» **Requirements**:
Change every occurrence of "passenger window" to "side window" throughout the data below and reproduce it otherwise unchanged, leaving out the pictures.
─── Records for this exercise ───
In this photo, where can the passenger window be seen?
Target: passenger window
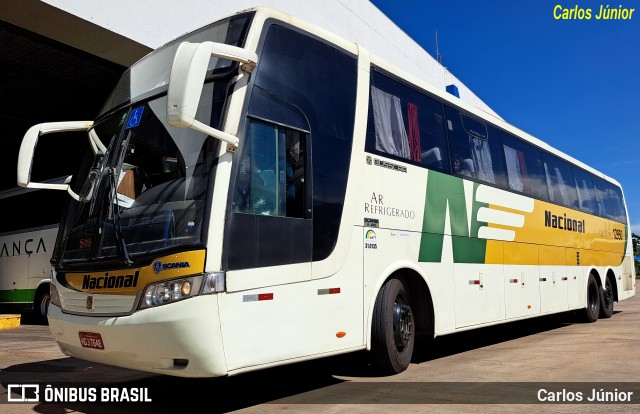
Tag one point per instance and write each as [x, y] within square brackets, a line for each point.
[560, 181]
[524, 168]
[586, 194]
[609, 199]
[406, 123]
[475, 151]
[271, 175]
───
» **Exercise output**:
In this photo, where can the side window be seen?
Target: side window
Tag one point per instance and write each as [x, y] within square brackets, a line for each point.
[560, 181]
[524, 168]
[586, 194]
[609, 199]
[406, 123]
[475, 151]
[271, 175]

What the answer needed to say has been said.